*PROMPT:* Without any pictures, reproduce exactly the lines running from the line containing "point per instance: paved" through the end of the entries.

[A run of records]

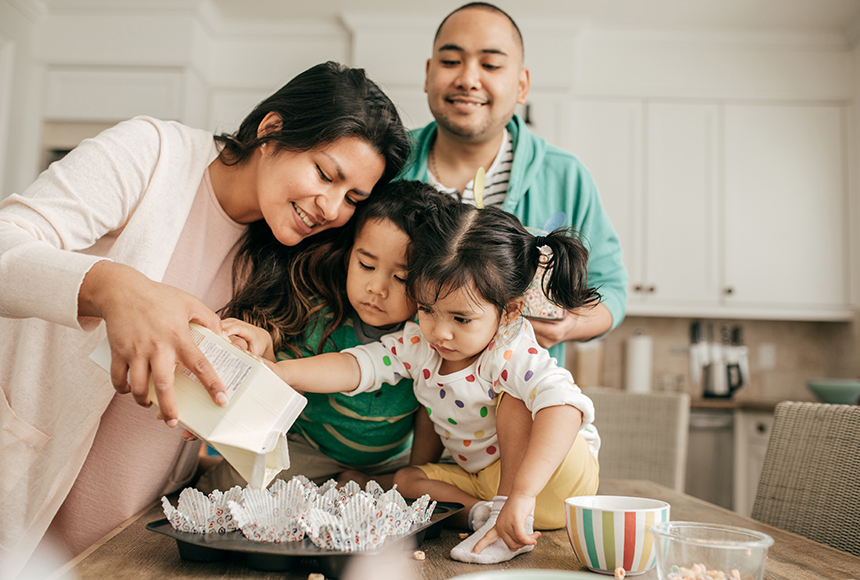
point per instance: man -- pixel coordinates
(474, 80)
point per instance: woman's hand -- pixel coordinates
(511, 525)
(249, 337)
(147, 327)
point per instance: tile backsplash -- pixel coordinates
(782, 355)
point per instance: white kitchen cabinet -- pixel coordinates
(681, 237)
(607, 137)
(785, 207)
(722, 209)
(752, 433)
(656, 166)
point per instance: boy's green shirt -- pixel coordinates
(367, 429)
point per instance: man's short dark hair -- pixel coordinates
(490, 8)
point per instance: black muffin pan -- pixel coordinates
(281, 556)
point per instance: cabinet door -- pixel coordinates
(681, 241)
(785, 207)
(607, 137)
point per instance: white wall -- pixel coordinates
(19, 97)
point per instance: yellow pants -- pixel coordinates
(577, 475)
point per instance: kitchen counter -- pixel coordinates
(733, 404)
(133, 553)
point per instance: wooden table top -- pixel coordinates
(134, 553)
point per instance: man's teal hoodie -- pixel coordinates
(551, 188)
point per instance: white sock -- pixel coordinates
(479, 514)
(496, 552)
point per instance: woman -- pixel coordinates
(139, 227)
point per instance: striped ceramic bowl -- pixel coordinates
(608, 532)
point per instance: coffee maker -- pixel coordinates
(720, 367)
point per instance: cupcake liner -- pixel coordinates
(346, 519)
(198, 513)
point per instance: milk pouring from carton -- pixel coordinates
(250, 431)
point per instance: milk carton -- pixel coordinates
(250, 431)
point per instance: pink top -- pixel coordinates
(154, 459)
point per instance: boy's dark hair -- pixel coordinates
(313, 282)
(489, 253)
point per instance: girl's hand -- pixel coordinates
(249, 337)
(510, 526)
(147, 328)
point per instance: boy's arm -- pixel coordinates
(332, 372)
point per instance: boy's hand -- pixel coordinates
(510, 526)
(249, 337)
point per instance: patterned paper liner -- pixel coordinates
(347, 519)
(200, 514)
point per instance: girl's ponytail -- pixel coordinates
(565, 277)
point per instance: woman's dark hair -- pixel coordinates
(323, 104)
(319, 106)
(490, 253)
(313, 281)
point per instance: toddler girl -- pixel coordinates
(517, 426)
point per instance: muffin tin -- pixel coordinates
(282, 556)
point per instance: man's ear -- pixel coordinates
(513, 309)
(523, 85)
(271, 123)
(427, 73)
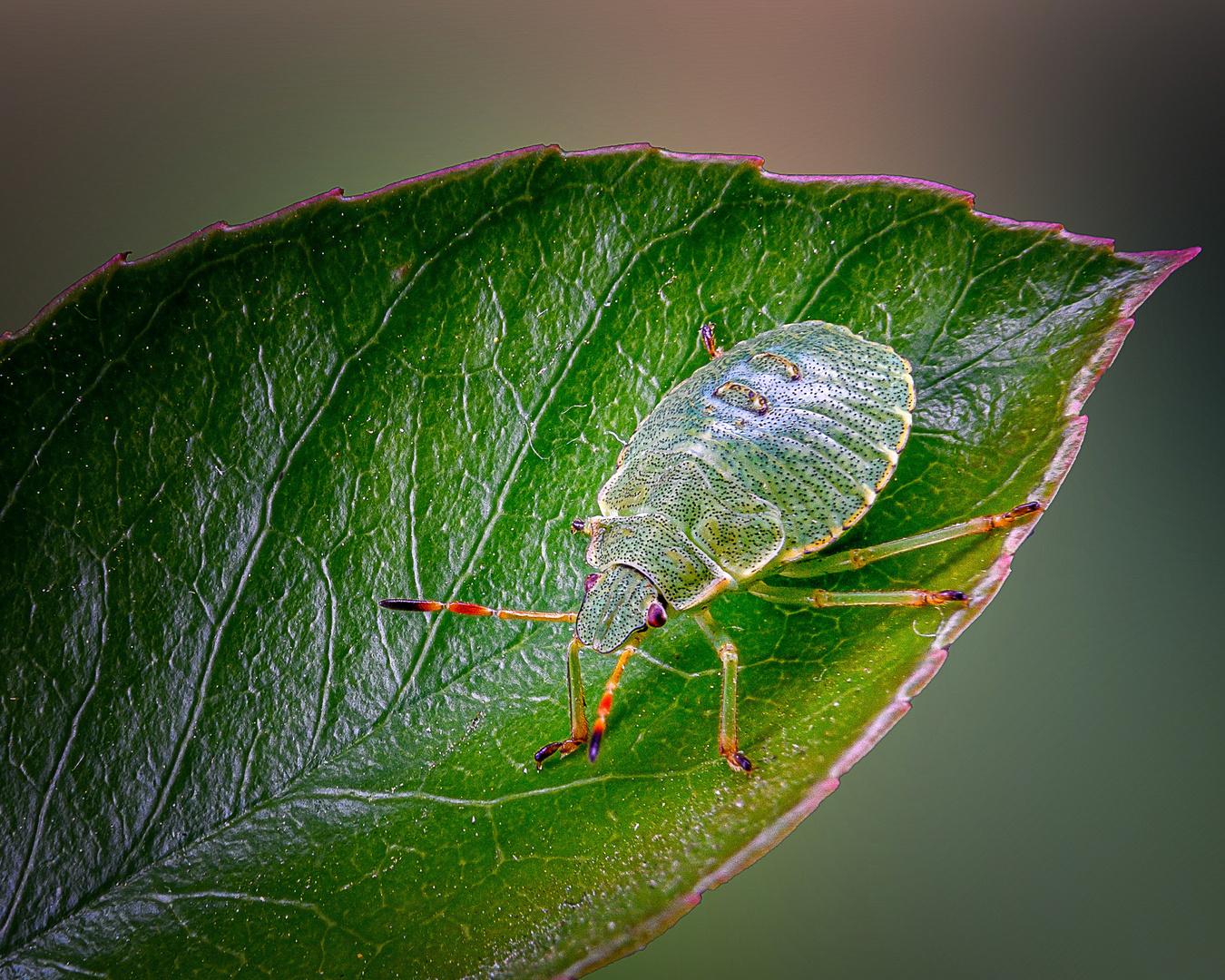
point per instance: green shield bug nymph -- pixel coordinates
(746, 469)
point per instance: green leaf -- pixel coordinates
(223, 759)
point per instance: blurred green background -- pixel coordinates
(1054, 805)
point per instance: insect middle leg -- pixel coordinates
(857, 557)
(578, 728)
(730, 658)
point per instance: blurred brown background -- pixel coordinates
(1054, 804)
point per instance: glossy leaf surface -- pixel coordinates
(222, 759)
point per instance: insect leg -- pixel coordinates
(822, 599)
(602, 713)
(730, 658)
(472, 609)
(578, 729)
(857, 557)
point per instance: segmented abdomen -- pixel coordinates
(772, 450)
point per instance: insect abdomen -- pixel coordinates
(772, 450)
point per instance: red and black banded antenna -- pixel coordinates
(473, 609)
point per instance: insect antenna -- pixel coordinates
(472, 609)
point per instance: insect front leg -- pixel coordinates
(578, 728)
(730, 658)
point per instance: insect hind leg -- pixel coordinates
(857, 557)
(728, 653)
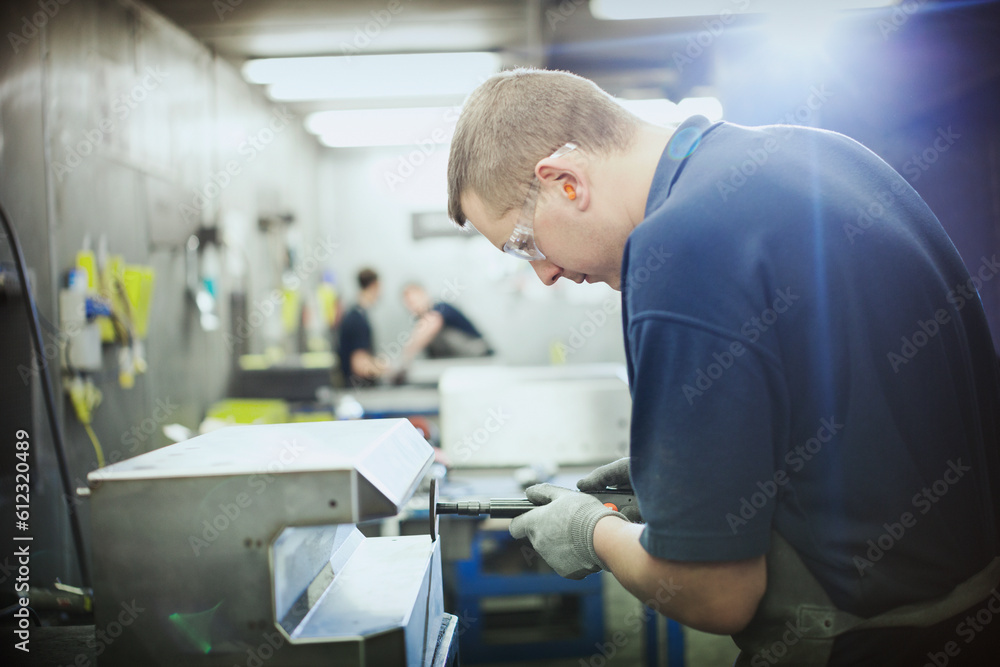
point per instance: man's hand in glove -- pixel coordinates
(613, 474)
(561, 529)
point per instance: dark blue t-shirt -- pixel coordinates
(804, 352)
(355, 334)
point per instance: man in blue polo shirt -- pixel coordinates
(441, 329)
(815, 391)
(355, 349)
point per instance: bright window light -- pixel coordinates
(372, 77)
(709, 107)
(423, 126)
(618, 10)
(665, 112)
(657, 112)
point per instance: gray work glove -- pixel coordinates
(614, 474)
(562, 529)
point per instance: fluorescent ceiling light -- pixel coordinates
(617, 10)
(372, 77)
(423, 127)
(665, 112)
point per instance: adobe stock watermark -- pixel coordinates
(366, 33)
(666, 591)
(121, 107)
(752, 330)
(926, 330)
(230, 512)
(968, 629)
(700, 41)
(473, 442)
(37, 21)
(562, 12)
(740, 174)
(912, 169)
(923, 501)
(795, 459)
(424, 148)
(139, 433)
(261, 653)
(263, 309)
(249, 148)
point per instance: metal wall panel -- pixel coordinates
(112, 119)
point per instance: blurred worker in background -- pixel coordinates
(814, 436)
(355, 349)
(440, 329)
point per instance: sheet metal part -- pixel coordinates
(244, 537)
(621, 500)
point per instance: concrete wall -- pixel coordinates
(113, 120)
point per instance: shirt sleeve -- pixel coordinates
(704, 427)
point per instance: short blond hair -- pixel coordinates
(516, 118)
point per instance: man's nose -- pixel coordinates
(547, 272)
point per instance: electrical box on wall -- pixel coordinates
(82, 339)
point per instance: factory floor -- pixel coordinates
(620, 610)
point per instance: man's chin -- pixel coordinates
(611, 281)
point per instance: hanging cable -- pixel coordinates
(50, 403)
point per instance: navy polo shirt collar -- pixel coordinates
(682, 144)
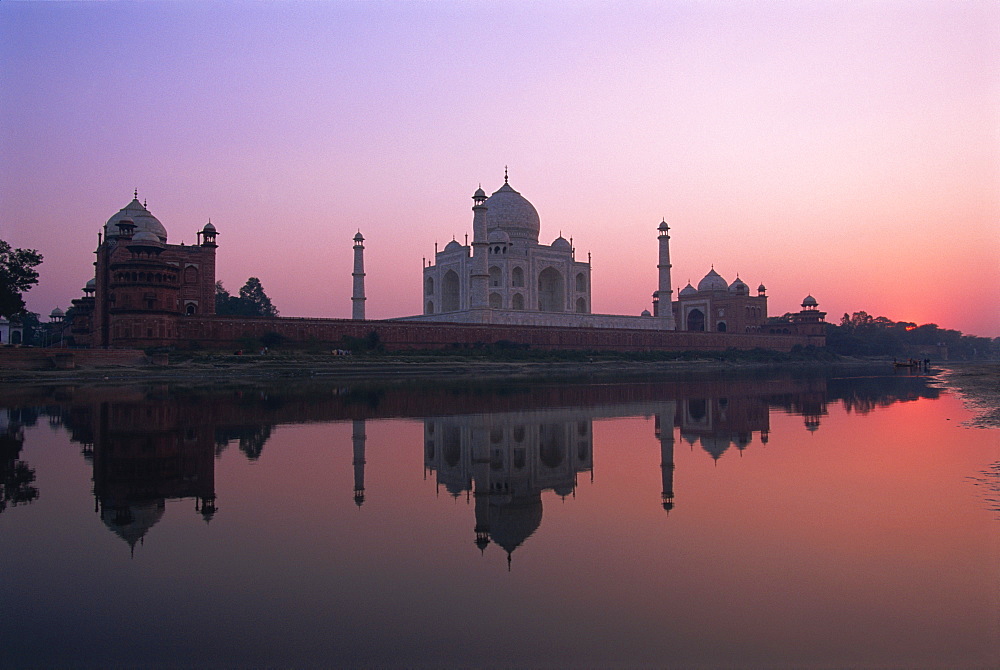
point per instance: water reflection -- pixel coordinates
(501, 445)
(16, 477)
(747, 517)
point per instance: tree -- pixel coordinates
(17, 275)
(252, 300)
(252, 294)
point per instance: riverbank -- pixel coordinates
(209, 368)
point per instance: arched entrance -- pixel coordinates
(450, 292)
(696, 320)
(550, 291)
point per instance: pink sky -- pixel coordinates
(846, 150)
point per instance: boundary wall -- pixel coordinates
(232, 332)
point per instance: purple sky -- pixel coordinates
(850, 150)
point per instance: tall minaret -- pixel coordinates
(358, 299)
(480, 280)
(358, 438)
(664, 294)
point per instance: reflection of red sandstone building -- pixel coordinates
(144, 455)
(148, 293)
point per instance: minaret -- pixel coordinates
(358, 299)
(664, 294)
(358, 438)
(664, 422)
(480, 280)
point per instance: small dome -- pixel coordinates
(562, 244)
(498, 236)
(511, 211)
(713, 281)
(140, 216)
(144, 238)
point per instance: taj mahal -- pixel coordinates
(506, 276)
(506, 286)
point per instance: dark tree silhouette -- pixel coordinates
(251, 301)
(17, 275)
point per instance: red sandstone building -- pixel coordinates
(148, 293)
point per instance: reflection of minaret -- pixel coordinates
(358, 438)
(358, 298)
(664, 423)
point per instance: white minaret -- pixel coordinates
(664, 294)
(480, 280)
(358, 299)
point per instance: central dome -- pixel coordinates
(713, 282)
(511, 212)
(144, 221)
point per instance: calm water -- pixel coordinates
(787, 521)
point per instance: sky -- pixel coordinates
(847, 150)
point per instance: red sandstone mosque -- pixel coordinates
(503, 287)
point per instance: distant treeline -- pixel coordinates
(860, 334)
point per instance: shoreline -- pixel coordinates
(398, 368)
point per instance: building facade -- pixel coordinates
(504, 287)
(142, 284)
(720, 307)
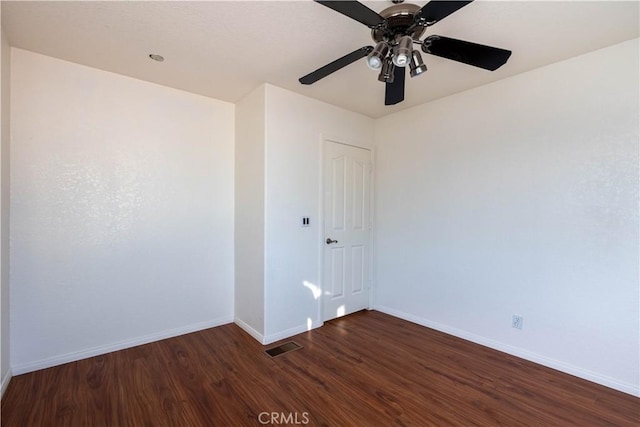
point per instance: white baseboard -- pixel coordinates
(268, 339)
(96, 351)
(248, 329)
(271, 338)
(5, 382)
(515, 351)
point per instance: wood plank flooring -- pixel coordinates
(367, 369)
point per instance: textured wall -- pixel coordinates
(521, 197)
(122, 195)
(5, 79)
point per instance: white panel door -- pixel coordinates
(347, 229)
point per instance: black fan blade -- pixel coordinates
(394, 92)
(355, 10)
(335, 65)
(436, 10)
(478, 55)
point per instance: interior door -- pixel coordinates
(347, 229)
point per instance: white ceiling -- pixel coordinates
(225, 49)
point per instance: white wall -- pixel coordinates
(122, 211)
(521, 197)
(295, 126)
(249, 213)
(5, 71)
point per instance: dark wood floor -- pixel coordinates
(367, 369)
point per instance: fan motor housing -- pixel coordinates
(400, 18)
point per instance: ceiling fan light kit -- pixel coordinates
(377, 56)
(395, 30)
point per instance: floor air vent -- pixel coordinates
(282, 349)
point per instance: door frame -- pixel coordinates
(321, 231)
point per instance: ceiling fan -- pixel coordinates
(395, 30)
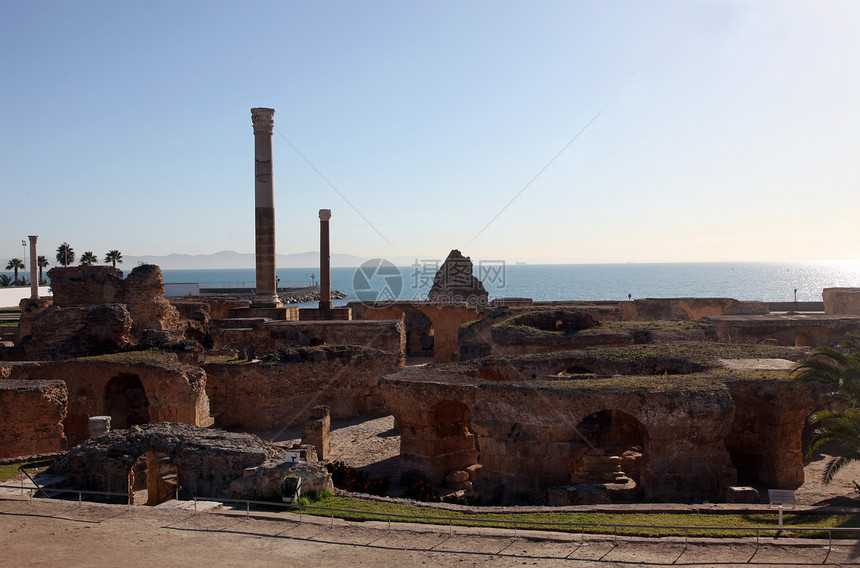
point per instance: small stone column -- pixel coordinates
(318, 431)
(325, 261)
(264, 213)
(34, 269)
(99, 425)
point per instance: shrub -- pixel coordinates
(421, 491)
(351, 479)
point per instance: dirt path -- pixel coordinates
(59, 533)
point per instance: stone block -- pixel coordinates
(99, 425)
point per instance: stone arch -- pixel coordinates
(126, 401)
(610, 449)
(420, 338)
(153, 479)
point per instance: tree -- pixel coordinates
(65, 254)
(43, 263)
(15, 264)
(839, 371)
(89, 258)
(113, 256)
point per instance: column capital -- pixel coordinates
(263, 120)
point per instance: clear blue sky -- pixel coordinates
(729, 130)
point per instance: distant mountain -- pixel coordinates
(233, 259)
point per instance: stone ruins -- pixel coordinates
(512, 400)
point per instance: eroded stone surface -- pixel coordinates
(31, 417)
(207, 459)
(455, 284)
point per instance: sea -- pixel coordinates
(379, 279)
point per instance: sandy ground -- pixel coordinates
(53, 533)
(68, 534)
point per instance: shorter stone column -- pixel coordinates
(34, 269)
(318, 431)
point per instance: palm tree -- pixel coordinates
(65, 254)
(89, 258)
(15, 264)
(839, 371)
(843, 428)
(113, 256)
(43, 263)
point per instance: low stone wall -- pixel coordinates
(841, 301)
(63, 333)
(689, 308)
(132, 388)
(792, 330)
(694, 434)
(527, 435)
(95, 311)
(31, 421)
(268, 395)
(268, 336)
(445, 321)
(206, 460)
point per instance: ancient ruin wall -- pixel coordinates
(272, 395)
(31, 419)
(526, 435)
(63, 333)
(127, 389)
(792, 330)
(841, 301)
(266, 337)
(207, 460)
(691, 308)
(765, 439)
(78, 286)
(144, 297)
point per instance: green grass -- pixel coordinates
(643, 524)
(36, 466)
(155, 357)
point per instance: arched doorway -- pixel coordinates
(126, 401)
(153, 479)
(609, 450)
(419, 334)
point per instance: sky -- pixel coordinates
(541, 131)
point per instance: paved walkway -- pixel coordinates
(61, 533)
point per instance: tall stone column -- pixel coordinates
(34, 269)
(264, 213)
(325, 261)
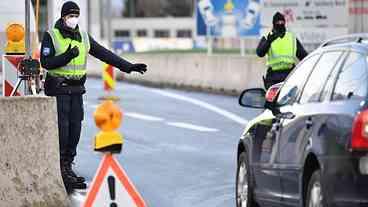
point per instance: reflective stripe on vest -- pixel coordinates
(282, 53)
(76, 68)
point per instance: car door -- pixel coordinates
(297, 128)
(267, 177)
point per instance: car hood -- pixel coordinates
(264, 118)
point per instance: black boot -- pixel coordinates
(71, 183)
(69, 168)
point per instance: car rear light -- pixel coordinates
(359, 139)
(272, 92)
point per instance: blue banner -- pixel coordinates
(228, 18)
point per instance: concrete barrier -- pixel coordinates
(218, 73)
(29, 147)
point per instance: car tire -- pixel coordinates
(244, 187)
(315, 196)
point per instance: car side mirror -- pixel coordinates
(253, 98)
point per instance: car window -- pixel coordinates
(319, 76)
(352, 80)
(295, 81)
(328, 88)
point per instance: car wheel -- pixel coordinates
(244, 194)
(315, 196)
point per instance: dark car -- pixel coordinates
(309, 147)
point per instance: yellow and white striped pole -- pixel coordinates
(109, 81)
(108, 77)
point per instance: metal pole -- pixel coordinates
(209, 40)
(242, 47)
(109, 23)
(28, 31)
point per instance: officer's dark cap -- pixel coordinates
(69, 7)
(278, 17)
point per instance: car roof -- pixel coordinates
(358, 42)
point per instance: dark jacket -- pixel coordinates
(265, 45)
(58, 86)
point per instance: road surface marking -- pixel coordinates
(191, 126)
(142, 116)
(203, 104)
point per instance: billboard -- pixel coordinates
(228, 18)
(307, 13)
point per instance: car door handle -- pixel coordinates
(309, 123)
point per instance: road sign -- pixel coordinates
(112, 187)
(228, 18)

*FULL OUTPUT:*
point per instance: paved walkway -- pixel coordinates
(61, 533)
point per instance: tall stone column -- pixel coordinates
(34, 269)
(264, 213)
(325, 261)
point per instance: reflective stripe on vest -- pixel coordinates
(282, 53)
(76, 68)
point per instance: car door -- pixel coordinates
(297, 128)
(267, 177)
point per instance: car hood -- pixel coordinates
(264, 118)
point per instance: black boot -- pixel coordinates
(71, 183)
(69, 168)
point per instance: car rear light -- pixel coordinates
(359, 139)
(272, 92)
point per instance: blue banner -- pixel coordinates
(228, 18)
point per instance: concrete barrier -- pixel coordinates
(218, 73)
(29, 147)
point per instance: car tire -- pixel coordinates
(244, 187)
(315, 196)
point per instance: car side mirror -- pixel coordinates
(253, 98)
point per instance: car window -- pixel coordinates
(319, 76)
(352, 80)
(295, 81)
(328, 88)
point per instance: car wheel -- pixel coordinates
(244, 194)
(315, 196)
point per instance: dark car -- pixel coordinates
(309, 147)
point per instance: yellow and white striped pole -- pixel coordinates
(109, 81)
(108, 77)
point per instance: metal pole -- pixel coordinates
(209, 40)
(242, 47)
(109, 23)
(28, 31)
point per instance: officer's dark cap -- pixel coordinates
(69, 7)
(278, 17)
point per instance: car roof -- pixel coordinates
(358, 42)
point per instance: dark jacket -- pixel coordinates
(265, 45)
(58, 86)
point per instance: road surface marking -- pixel coordinates
(191, 126)
(142, 116)
(203, 104)
point per instance: billboard -- pixel coordinates
(228, 18)
(307, 13)
point per instance: car door handle -- pixel coordinates
(309, 123)
point per instance: road sign -- pixel coordinates
(112, 187)
(228, 18)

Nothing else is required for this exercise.